§ **Work instructions**:
The required output is the exact run of lines below that opens at the line with "For each instance of the row" and closes at the line with "For each instance of the soldier in".

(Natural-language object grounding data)
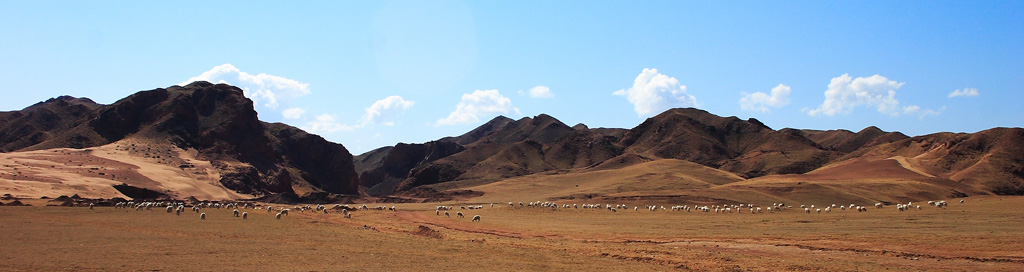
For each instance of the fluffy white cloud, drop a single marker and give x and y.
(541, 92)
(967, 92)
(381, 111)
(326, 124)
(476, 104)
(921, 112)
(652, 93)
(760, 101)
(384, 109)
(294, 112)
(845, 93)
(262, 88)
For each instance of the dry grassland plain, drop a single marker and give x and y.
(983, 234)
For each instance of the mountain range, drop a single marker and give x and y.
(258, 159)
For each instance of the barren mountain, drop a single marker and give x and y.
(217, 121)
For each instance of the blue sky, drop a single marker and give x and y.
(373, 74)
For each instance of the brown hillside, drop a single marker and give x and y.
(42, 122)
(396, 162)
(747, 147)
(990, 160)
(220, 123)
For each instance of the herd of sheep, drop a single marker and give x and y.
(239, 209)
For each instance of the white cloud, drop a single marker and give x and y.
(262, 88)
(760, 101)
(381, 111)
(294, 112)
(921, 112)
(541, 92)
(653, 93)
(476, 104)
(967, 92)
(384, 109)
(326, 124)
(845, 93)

---

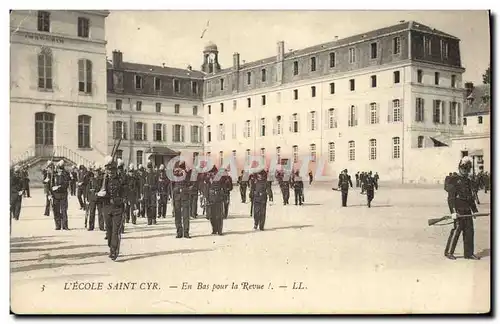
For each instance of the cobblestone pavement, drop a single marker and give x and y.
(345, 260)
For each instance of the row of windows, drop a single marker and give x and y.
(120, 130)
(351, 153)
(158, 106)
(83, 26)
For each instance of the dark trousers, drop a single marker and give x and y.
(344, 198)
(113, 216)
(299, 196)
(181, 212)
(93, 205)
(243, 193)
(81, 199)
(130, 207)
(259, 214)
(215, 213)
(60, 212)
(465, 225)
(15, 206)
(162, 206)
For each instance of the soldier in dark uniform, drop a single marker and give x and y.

...

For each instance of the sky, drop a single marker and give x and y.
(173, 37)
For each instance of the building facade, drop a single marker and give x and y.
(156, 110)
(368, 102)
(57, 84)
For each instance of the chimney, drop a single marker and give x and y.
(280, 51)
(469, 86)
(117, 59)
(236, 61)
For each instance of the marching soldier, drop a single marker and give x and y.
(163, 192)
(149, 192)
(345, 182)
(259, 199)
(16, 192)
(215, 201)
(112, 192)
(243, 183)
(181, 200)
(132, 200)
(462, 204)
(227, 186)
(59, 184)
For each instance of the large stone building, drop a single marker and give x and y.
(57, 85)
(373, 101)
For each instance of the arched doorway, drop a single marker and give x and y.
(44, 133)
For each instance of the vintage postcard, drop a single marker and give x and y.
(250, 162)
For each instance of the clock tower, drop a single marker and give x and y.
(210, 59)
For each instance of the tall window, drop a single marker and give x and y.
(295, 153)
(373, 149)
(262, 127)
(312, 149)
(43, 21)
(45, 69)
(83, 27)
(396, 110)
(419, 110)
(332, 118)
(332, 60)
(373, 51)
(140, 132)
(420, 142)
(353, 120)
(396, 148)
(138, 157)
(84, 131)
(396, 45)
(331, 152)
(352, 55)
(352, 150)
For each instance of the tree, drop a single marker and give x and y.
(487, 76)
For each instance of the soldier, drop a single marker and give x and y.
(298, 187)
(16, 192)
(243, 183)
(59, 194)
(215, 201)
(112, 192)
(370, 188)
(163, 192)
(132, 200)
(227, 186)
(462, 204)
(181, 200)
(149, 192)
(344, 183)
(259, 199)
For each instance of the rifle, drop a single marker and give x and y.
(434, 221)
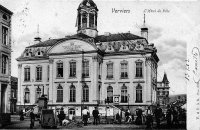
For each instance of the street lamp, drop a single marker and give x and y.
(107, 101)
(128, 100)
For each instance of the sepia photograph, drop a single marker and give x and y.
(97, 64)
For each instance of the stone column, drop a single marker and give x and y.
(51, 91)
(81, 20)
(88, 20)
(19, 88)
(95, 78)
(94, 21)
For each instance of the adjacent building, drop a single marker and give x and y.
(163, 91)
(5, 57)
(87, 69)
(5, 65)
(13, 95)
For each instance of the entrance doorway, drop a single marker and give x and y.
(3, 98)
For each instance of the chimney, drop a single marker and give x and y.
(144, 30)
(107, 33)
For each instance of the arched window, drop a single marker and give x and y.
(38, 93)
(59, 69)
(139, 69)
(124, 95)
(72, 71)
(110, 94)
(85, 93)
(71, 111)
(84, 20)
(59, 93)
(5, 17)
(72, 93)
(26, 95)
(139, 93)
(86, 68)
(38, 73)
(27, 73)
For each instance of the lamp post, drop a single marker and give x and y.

§ **Result of this exercise**:
For each instance of the row of windows, drop a single marker and give x and y.
(120, 130)
(351, 153)
(158, 106)
(83, 26)
For each instance of the dark trousers, drop a single marker and give x and y.
(344, 198)
(113, 216)
(299, 196)
(181, 212)
(93, 205)
(243, 193)
(81, 199)
(130, 207)
(259, 214)
(215, 213)
(60, 212)
(465, 225)
(15, 206)
(162, 206)
For each instance of the soldier in dark uniform, drop a single marker and give x and y.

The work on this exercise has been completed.